====== Records shown ======

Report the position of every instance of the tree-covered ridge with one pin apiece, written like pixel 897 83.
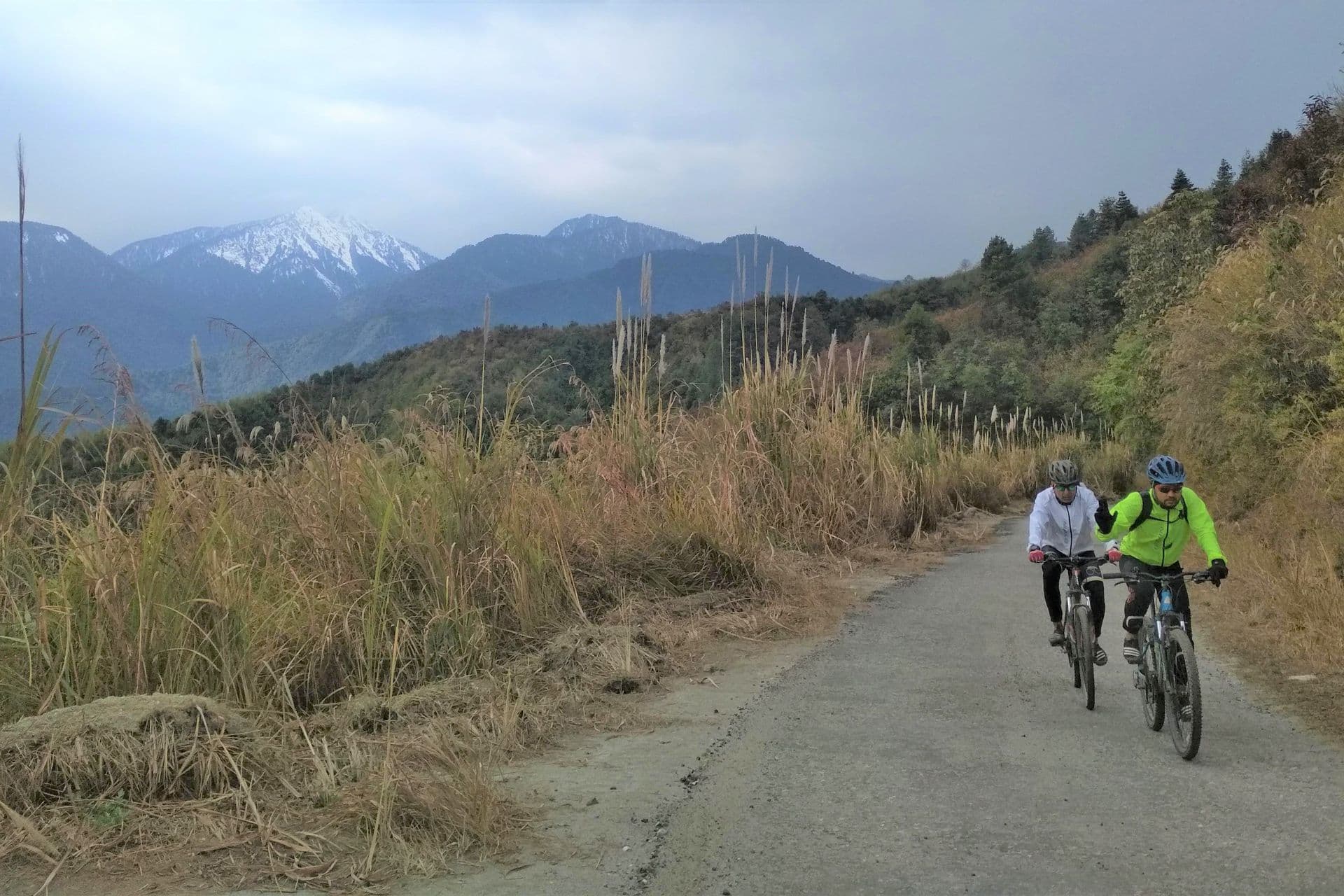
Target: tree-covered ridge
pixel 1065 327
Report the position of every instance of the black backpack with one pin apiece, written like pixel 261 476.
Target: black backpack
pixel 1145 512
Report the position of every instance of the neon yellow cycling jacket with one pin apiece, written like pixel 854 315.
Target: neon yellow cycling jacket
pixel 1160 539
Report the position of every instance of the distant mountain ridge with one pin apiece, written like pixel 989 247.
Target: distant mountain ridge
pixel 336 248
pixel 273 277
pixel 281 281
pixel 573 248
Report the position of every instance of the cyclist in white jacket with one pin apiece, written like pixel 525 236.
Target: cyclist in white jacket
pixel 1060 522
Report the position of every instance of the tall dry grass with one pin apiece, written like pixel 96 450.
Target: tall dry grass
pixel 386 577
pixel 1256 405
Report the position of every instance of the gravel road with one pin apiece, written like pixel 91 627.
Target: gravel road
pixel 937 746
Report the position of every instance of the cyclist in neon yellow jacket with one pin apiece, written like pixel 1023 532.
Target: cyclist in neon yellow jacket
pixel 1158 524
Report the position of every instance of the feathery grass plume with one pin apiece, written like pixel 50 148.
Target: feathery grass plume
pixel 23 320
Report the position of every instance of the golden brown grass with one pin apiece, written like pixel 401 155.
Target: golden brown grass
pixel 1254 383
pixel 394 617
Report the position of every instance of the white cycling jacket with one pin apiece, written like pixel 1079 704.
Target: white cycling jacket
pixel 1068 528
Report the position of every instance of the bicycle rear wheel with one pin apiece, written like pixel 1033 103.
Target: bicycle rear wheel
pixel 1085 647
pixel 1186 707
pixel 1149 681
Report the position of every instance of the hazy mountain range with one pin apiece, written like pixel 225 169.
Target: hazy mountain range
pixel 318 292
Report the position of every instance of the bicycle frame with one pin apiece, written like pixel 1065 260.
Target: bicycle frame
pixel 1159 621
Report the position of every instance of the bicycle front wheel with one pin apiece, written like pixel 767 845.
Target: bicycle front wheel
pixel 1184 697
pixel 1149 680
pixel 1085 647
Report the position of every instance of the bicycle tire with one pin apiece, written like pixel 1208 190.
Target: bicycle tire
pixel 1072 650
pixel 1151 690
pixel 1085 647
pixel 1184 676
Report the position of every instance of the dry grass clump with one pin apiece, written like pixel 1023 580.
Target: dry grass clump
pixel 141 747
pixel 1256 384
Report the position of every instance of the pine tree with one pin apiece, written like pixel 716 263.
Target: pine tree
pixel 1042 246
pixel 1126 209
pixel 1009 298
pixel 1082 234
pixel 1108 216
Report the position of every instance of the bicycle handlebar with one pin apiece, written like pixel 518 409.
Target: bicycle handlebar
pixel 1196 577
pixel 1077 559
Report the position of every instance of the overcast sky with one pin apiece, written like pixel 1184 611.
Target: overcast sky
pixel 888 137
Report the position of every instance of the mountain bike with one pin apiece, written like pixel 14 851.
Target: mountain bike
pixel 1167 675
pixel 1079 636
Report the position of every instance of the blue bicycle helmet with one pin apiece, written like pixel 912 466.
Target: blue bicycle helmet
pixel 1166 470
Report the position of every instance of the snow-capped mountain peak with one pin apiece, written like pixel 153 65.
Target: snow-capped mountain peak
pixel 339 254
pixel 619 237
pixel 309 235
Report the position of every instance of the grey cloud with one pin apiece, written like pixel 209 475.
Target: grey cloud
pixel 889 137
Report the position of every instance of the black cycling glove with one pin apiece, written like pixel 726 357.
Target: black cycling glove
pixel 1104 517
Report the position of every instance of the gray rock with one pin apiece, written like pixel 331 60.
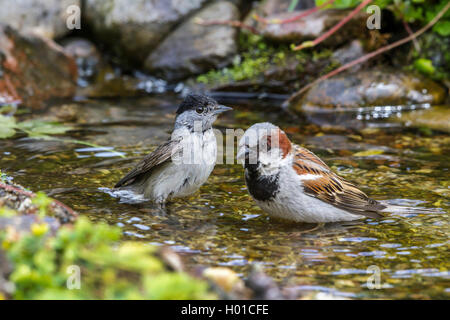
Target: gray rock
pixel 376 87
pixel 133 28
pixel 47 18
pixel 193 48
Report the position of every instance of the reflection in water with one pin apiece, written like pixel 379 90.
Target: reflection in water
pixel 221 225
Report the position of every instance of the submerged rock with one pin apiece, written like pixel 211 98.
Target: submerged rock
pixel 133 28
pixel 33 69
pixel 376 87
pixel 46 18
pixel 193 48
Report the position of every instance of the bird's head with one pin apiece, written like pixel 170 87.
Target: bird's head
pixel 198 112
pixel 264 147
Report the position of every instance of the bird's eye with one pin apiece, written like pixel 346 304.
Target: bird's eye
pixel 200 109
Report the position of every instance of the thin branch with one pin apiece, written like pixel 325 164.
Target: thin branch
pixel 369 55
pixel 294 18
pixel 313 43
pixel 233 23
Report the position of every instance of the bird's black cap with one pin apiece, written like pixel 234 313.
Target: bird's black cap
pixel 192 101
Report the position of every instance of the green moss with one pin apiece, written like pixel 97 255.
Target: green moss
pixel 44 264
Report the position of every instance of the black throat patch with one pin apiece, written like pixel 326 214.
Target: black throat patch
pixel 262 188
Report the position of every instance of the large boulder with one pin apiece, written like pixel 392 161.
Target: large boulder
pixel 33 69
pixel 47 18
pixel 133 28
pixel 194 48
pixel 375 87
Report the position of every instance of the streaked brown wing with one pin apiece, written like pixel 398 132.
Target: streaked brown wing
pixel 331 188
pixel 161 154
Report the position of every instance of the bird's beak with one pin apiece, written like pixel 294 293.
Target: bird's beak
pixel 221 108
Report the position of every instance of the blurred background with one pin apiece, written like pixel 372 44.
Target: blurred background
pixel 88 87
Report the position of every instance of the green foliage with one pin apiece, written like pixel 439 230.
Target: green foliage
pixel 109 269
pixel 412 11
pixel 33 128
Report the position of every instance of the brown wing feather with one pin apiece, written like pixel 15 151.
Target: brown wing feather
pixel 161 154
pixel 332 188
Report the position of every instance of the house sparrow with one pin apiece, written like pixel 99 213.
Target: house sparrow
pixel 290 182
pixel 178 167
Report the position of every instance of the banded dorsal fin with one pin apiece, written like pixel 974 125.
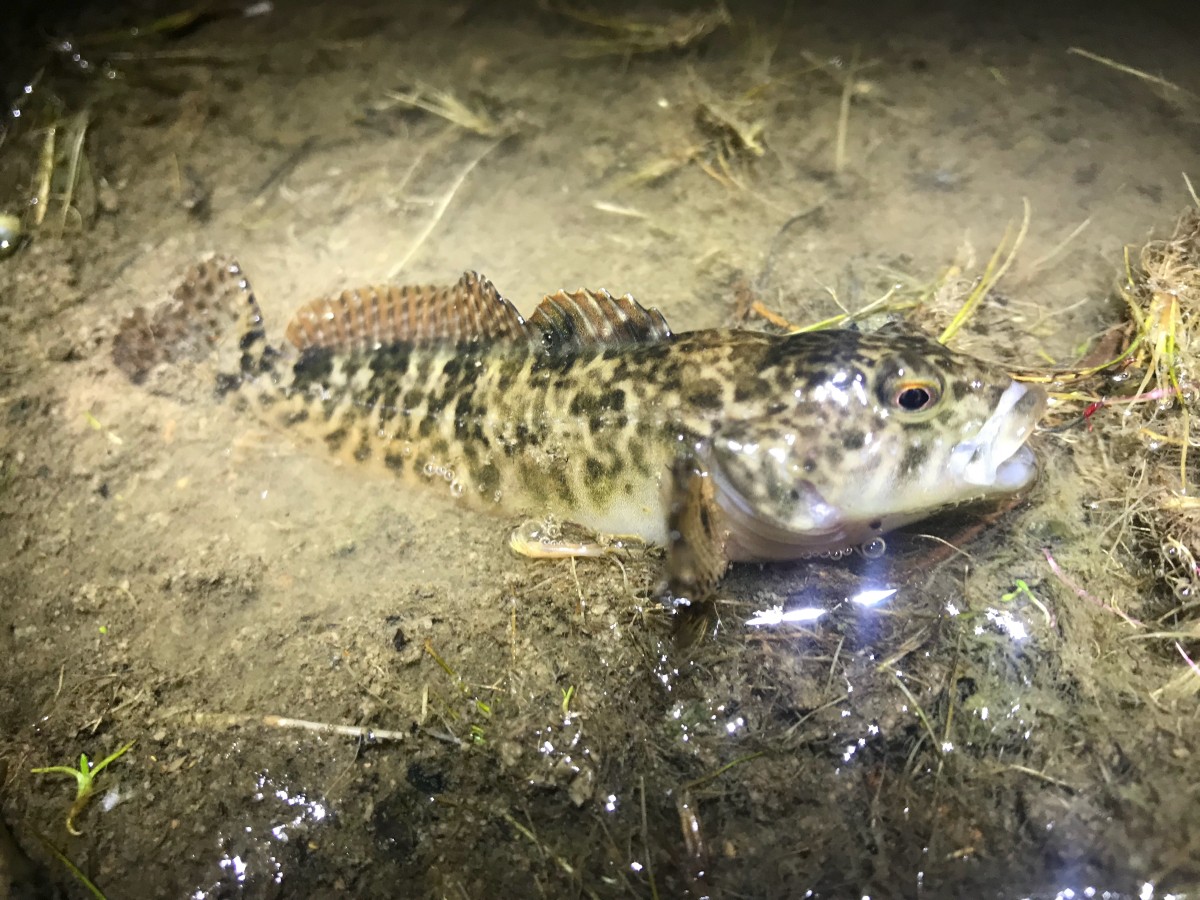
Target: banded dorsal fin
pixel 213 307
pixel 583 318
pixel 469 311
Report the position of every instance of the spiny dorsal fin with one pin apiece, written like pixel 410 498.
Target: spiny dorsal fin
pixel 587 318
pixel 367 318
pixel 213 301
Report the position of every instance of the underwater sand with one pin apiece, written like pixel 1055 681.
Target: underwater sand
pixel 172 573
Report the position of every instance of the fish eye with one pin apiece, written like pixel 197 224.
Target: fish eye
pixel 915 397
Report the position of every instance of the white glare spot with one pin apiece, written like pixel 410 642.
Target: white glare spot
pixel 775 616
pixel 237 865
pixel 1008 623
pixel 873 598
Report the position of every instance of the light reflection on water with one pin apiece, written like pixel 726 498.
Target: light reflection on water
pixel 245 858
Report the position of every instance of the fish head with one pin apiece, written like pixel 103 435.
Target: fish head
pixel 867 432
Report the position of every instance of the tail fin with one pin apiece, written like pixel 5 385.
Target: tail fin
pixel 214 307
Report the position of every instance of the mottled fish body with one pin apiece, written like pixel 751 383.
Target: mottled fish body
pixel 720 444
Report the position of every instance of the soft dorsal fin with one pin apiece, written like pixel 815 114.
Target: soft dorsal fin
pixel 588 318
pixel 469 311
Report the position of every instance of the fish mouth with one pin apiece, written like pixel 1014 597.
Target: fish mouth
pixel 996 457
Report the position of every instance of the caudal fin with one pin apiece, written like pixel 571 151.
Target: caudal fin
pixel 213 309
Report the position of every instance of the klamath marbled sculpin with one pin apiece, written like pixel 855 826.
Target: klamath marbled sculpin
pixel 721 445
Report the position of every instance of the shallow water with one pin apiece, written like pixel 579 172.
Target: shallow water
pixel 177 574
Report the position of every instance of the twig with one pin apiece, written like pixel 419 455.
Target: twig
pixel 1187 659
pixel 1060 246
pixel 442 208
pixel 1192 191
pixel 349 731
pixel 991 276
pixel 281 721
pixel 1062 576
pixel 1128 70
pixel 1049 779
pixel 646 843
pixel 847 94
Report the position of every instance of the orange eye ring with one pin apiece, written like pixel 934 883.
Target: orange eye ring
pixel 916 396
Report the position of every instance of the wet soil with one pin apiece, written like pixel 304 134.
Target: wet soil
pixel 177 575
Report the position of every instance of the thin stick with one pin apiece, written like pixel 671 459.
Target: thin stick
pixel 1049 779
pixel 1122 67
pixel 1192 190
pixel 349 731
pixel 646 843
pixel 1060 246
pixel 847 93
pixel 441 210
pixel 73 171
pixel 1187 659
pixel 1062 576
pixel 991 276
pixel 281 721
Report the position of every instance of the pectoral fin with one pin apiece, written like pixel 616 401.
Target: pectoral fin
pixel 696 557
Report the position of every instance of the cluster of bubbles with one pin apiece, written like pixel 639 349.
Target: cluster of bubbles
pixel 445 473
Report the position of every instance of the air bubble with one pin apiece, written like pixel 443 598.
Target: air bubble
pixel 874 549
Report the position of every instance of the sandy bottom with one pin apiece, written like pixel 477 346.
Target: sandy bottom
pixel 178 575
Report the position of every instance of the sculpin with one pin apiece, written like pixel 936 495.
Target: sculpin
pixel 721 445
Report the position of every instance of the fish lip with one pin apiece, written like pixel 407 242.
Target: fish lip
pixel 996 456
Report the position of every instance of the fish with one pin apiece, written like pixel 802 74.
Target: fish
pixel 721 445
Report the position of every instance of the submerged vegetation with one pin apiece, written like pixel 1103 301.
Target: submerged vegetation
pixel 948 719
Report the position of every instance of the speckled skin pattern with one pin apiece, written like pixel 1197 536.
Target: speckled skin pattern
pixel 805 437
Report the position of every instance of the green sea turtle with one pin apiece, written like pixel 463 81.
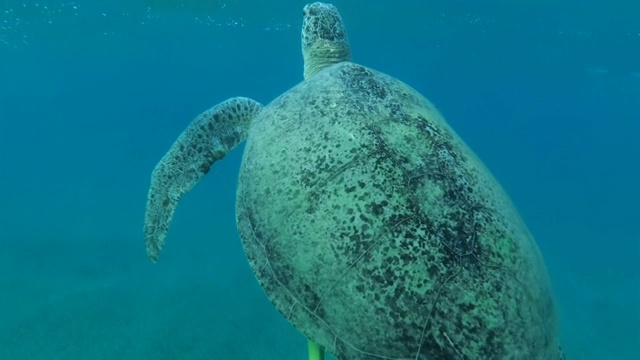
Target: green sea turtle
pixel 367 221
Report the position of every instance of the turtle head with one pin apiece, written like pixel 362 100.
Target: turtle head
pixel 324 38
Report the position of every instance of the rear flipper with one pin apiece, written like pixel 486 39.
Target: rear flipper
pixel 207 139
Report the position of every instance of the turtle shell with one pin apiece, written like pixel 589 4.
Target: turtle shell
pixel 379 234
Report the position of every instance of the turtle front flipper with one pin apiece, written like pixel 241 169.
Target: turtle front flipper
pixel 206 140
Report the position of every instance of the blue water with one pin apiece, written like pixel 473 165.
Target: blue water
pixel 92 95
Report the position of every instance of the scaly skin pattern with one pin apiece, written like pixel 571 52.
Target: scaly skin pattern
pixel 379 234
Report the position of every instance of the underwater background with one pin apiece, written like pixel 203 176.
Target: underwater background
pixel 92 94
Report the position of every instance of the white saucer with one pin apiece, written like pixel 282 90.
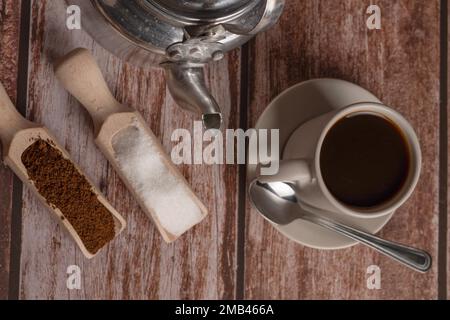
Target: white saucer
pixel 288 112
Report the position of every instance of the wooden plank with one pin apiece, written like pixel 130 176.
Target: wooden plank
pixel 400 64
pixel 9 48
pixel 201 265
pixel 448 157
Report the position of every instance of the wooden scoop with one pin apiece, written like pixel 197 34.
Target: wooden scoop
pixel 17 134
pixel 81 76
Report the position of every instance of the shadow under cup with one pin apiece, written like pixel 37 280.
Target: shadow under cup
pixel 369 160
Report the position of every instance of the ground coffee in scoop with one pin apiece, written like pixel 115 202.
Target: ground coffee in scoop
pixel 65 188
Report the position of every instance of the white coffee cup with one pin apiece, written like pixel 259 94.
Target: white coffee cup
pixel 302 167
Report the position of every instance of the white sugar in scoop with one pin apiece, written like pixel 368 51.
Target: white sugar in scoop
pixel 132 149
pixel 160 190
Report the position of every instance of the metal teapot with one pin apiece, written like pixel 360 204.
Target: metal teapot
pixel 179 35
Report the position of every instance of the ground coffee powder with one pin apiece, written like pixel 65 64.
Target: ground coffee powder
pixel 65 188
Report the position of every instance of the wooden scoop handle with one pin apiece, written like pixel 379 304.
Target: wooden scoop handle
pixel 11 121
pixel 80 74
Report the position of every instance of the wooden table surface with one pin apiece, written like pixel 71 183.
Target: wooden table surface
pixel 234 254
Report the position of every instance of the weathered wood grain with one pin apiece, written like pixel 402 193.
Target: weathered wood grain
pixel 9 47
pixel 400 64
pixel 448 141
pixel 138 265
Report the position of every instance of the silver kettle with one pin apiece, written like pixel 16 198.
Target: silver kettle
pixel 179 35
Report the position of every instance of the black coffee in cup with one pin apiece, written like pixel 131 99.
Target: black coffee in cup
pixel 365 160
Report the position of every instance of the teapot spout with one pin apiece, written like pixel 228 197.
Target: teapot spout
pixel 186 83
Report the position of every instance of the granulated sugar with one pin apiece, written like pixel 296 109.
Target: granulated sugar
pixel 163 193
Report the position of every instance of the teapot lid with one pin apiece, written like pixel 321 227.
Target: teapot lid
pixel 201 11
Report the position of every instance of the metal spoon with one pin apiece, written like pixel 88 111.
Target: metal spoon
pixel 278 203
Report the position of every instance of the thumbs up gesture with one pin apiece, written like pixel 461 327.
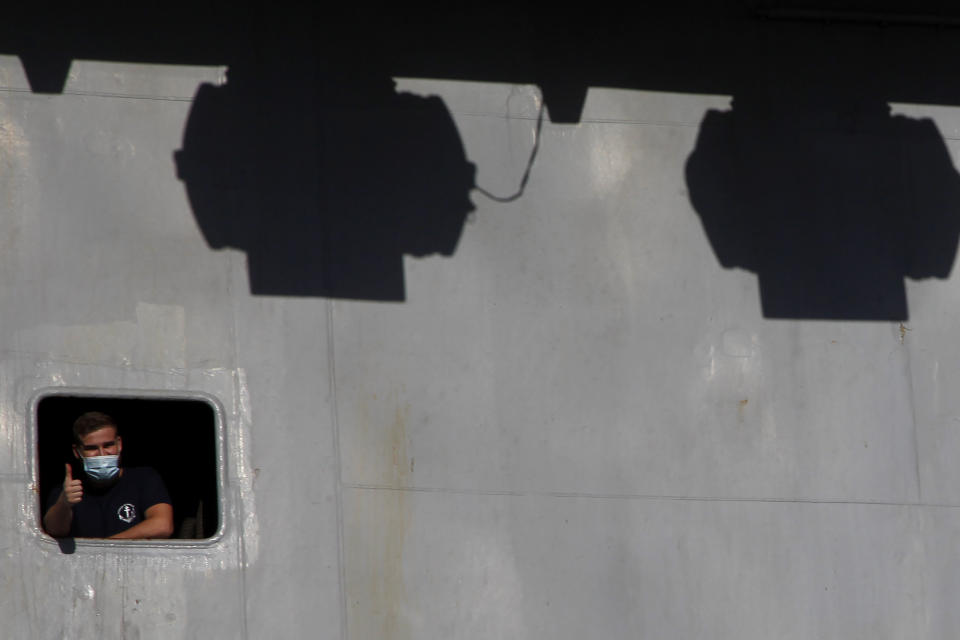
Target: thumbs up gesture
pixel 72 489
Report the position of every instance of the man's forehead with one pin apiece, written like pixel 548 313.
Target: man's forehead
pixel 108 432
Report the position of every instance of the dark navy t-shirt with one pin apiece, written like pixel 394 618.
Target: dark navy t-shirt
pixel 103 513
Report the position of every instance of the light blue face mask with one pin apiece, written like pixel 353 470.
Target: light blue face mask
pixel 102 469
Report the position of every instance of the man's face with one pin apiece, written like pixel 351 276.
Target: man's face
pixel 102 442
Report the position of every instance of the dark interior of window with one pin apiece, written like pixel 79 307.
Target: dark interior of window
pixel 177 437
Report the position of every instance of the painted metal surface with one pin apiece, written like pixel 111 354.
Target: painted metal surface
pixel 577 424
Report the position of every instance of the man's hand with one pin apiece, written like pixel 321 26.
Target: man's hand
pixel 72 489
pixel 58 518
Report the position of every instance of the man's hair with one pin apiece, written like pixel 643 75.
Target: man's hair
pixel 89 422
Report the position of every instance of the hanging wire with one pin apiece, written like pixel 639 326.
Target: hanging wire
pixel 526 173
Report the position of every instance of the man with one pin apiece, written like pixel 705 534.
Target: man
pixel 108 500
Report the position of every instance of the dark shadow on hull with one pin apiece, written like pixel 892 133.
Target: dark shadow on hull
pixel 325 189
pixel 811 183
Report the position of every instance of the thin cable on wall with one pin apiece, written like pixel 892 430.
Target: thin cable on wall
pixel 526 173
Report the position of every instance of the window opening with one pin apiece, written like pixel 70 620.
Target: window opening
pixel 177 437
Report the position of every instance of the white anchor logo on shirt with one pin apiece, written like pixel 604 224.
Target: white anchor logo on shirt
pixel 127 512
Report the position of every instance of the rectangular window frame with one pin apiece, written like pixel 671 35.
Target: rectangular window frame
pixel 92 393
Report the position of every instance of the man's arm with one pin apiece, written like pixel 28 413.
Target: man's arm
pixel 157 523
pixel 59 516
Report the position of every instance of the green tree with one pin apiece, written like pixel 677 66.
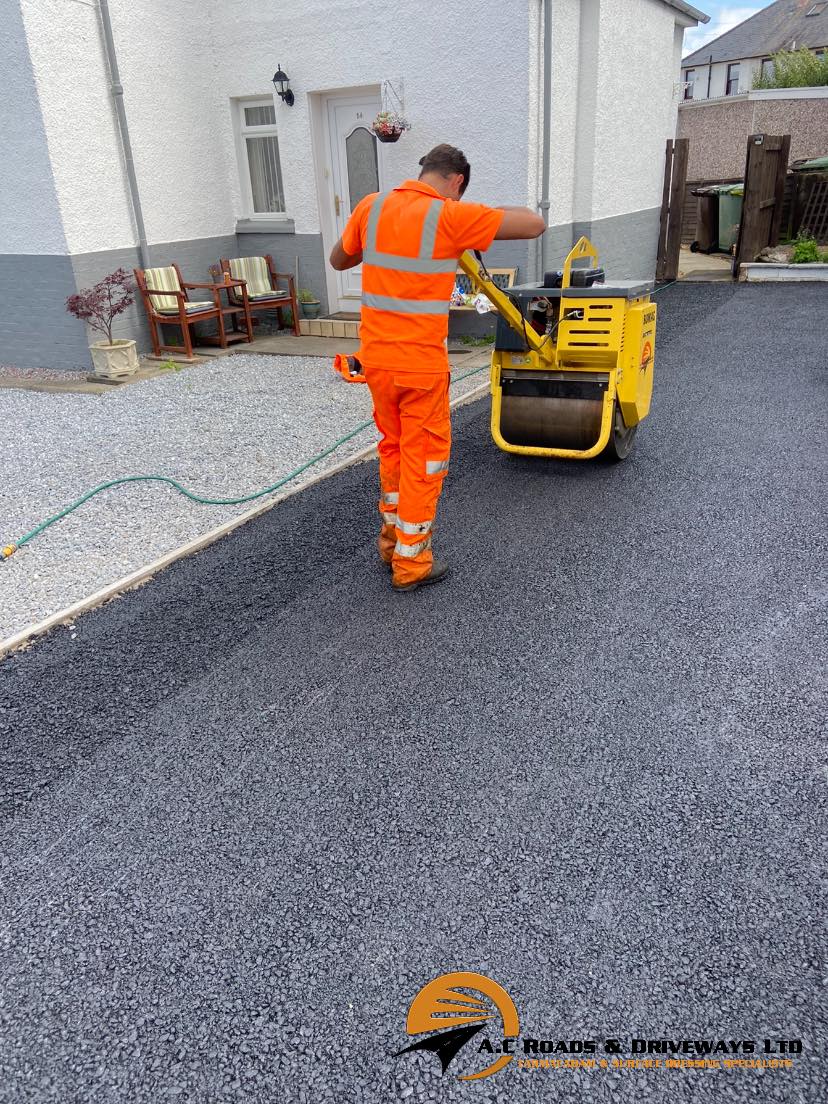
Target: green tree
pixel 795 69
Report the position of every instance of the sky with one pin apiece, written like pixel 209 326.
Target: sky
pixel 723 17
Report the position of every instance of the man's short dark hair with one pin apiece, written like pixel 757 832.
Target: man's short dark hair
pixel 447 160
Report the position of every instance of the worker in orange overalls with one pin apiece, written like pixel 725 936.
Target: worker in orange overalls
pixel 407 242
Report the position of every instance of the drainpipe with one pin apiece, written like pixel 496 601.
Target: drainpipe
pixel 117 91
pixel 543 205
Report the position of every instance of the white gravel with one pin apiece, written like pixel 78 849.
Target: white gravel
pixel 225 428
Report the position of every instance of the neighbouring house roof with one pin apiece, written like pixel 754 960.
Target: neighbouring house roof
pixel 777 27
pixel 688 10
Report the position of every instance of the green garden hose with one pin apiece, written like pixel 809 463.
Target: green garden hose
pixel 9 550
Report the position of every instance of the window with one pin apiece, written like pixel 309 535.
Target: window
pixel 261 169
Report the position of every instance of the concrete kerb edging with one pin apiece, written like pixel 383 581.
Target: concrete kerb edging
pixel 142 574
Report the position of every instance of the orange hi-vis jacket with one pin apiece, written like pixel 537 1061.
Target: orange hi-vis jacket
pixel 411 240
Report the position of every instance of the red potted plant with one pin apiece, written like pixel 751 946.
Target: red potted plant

======

**About this task:** Within the data above, the span starting at the line containing "Target: black coffee in cup" and ending at the line containing "Report the position of every instance of the granulated" is to be retyped exactly, with no other lines.

**Result for this exercise:**
Target: black coffee in cup
pixel 365 160
Report the position of every instance of the teapot spout with one pin apiece, written like pixel 228 197.
Target: teapot spout
pixel 186 83
Report the position of every instance of the granulated sugar with one pin apiece, written like pixel 296 109.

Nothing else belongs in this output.